SOURCE TEXT:
START
From the article “To Help your Struggling Children: Swim for Shore” by Colleen C. Harrison, and original published at Meridian Magazine.
Years ago I heard a compelling story. I can’t find any reference to it in Church magazines, so I assume I heard it at a stake conference or a BYU Education Week. Wherever I heard it, the Spirit brought it home to my heart with such power that its message has never left me. It became the guiding vision of my most recent and most successful parenting experiences. I only wish I had heard it twenty years earlier. Today, I am grateful to have the opportunity to honor it as the overarching metaphor for my testimony concerning parenting.
A Great Adventure Suddenly Turned Dangerous
The speaker began his story describing a family vacation and the high adventure of spending a day on a white-water river rafting trip. Most of the course of the swift river was smooth and invigorating, surrounded as it was by exquisite mountain scenery. There would be some stretches of rapids, though, and the anticipation of riding through them was a big part of the thrill of the day.
As the raft full of excited adventurers was carried along on the current, it became obvious that the streambed beneath was growing rockier. Just below the surface, boulders could be seen causing the current to pass over them in smooth, unbroken humps of icy water. The river guide was doing his best to avoid these submerged obstacles, but suddenly the edge of the raft was caught in the upward rise of water over a boulder and the raft bucked and nearly flipped.
END
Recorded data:
START
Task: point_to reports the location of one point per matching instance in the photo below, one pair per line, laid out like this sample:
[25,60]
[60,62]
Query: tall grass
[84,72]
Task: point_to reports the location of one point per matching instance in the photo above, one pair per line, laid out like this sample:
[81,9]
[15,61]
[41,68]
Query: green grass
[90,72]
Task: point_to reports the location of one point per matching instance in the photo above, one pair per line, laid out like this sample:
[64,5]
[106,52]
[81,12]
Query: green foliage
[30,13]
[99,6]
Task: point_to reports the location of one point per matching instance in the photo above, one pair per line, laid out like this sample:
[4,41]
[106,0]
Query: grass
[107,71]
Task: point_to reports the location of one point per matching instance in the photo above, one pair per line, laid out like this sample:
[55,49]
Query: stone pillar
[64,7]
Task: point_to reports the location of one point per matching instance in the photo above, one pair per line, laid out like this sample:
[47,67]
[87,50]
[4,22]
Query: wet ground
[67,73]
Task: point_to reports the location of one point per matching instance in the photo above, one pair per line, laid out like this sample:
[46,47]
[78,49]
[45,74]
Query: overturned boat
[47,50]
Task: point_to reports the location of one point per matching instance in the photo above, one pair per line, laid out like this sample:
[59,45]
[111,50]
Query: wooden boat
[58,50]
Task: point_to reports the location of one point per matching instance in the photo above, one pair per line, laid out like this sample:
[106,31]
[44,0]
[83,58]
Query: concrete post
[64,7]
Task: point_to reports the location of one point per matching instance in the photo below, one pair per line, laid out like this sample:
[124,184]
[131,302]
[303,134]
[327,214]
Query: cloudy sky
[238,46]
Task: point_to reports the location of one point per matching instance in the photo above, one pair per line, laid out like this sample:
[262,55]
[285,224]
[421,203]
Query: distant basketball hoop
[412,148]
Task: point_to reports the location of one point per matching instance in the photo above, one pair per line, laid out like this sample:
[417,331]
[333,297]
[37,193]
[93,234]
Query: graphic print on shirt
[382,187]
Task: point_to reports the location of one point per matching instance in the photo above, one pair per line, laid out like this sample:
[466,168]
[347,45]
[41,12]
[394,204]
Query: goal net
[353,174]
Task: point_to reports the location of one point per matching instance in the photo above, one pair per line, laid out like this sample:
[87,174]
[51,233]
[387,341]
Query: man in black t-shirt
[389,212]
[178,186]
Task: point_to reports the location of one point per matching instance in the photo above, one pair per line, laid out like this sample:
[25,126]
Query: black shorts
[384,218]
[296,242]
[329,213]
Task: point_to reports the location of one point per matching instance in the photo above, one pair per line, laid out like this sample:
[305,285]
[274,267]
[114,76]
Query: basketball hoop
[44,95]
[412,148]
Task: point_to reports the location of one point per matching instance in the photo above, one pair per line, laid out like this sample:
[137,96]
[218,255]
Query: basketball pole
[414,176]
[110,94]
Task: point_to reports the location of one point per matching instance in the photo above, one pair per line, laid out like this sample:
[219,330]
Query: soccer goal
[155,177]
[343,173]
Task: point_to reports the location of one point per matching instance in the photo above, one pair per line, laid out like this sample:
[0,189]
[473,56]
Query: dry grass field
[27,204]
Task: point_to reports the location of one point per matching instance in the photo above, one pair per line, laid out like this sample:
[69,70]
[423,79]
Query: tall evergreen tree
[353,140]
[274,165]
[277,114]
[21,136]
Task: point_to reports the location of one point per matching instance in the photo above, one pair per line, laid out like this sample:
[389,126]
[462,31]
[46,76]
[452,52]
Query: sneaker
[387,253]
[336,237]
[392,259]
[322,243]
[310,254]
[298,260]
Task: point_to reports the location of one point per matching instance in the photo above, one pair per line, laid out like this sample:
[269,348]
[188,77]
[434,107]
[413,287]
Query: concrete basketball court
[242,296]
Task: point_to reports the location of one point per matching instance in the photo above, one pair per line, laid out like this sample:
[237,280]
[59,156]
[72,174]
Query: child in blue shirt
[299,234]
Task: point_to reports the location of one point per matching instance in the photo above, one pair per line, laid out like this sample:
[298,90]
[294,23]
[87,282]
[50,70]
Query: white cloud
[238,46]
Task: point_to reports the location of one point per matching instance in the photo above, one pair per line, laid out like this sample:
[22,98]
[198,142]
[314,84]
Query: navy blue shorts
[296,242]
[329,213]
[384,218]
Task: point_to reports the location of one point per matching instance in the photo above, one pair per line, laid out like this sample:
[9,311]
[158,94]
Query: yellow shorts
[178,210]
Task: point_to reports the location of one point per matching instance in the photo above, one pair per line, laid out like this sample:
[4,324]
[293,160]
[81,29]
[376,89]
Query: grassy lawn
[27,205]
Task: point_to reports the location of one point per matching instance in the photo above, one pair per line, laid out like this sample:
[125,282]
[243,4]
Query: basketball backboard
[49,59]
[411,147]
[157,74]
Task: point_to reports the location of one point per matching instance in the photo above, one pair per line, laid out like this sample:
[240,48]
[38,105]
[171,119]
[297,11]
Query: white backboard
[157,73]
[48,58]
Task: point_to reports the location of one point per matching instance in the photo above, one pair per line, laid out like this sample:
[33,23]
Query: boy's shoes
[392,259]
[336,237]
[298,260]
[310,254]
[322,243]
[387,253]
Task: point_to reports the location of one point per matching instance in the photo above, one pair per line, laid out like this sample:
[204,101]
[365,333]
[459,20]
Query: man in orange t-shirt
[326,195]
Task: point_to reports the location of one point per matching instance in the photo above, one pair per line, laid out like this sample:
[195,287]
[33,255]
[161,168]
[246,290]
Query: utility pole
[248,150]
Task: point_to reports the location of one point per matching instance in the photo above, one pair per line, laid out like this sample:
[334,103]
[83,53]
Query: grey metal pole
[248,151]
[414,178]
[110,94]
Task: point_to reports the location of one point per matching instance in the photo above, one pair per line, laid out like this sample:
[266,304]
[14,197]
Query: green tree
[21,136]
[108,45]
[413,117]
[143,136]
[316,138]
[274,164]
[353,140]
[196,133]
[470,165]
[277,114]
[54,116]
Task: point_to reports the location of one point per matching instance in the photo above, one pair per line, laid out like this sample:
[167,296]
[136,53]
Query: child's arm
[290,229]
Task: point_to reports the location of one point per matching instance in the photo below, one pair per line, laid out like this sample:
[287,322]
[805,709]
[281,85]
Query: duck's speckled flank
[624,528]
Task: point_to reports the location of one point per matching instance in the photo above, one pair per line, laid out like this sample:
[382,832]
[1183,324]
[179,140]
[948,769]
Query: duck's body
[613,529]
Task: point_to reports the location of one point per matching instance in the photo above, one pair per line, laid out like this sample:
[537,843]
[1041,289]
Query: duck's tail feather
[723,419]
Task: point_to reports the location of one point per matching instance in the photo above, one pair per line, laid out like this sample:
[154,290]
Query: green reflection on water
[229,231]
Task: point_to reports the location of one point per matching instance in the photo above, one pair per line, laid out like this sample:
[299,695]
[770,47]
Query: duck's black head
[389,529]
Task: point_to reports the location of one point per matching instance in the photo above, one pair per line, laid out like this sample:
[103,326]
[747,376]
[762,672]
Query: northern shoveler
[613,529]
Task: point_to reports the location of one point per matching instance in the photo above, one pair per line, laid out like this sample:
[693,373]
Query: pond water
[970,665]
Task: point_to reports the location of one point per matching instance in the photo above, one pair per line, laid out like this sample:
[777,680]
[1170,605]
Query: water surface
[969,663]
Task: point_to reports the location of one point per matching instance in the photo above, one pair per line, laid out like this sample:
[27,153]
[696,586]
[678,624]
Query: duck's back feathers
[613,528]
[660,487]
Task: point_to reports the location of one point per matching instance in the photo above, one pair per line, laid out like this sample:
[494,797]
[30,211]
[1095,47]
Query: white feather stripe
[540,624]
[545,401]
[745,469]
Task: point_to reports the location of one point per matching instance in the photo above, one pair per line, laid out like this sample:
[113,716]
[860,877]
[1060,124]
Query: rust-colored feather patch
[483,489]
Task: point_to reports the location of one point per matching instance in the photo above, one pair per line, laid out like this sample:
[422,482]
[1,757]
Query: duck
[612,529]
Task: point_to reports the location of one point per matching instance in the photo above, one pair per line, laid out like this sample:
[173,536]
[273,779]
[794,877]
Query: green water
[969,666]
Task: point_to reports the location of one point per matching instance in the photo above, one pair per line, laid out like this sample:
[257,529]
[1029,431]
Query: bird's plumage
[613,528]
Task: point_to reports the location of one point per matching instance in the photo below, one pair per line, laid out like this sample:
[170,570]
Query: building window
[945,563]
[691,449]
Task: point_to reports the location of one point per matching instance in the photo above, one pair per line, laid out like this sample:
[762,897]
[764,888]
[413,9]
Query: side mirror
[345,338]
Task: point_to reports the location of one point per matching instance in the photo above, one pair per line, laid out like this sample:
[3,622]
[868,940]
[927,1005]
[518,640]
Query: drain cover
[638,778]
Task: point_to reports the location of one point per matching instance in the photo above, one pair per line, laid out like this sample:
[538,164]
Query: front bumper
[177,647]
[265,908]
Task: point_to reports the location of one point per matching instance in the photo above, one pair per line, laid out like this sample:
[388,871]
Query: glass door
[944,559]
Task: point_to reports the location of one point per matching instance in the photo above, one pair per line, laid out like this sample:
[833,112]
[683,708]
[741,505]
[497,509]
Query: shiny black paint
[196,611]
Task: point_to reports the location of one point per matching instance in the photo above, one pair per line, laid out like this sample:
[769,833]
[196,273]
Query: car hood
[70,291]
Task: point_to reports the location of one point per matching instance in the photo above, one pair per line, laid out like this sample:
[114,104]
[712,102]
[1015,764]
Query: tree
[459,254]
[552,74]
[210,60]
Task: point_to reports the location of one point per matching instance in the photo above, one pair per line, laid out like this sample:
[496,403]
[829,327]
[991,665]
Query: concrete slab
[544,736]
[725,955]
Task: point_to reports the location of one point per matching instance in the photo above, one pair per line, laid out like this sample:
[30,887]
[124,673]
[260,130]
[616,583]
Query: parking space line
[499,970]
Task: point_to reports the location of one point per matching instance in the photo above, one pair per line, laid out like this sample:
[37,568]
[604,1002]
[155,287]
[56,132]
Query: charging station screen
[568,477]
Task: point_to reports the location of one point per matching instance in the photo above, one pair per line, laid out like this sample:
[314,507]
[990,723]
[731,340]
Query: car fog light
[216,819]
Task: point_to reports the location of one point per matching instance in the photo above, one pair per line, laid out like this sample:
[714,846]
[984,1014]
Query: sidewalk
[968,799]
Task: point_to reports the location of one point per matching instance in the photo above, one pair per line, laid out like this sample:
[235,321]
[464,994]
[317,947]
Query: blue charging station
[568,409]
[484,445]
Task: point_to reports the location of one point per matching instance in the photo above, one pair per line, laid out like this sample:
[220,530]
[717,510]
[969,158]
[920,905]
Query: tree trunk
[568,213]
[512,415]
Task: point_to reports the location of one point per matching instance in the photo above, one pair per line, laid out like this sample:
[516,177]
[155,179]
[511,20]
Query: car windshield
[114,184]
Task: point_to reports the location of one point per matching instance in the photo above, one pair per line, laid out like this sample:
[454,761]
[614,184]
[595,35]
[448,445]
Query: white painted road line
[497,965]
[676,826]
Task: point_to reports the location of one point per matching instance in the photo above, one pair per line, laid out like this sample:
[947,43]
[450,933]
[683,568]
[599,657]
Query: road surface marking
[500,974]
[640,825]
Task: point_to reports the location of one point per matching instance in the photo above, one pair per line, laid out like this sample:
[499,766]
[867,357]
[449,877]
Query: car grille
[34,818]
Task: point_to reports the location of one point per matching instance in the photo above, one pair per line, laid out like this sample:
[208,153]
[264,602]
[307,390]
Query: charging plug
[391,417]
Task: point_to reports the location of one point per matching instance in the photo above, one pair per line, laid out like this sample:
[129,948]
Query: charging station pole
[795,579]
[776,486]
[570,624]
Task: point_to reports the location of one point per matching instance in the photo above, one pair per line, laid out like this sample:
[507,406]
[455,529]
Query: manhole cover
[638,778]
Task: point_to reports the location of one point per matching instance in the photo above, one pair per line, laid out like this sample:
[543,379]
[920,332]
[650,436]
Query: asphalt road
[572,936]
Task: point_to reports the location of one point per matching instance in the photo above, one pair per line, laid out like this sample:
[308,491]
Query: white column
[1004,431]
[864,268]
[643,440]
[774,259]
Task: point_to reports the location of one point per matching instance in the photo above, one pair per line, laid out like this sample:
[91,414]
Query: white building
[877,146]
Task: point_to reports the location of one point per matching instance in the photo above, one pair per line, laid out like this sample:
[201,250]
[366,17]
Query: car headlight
END
YOUR INSTRUCTIONS: In the source text, what happened to the raft when its edge was caught in the rise of water over a boulder?

CORRECT OUTPUT: The raft bucked and nearly flipped.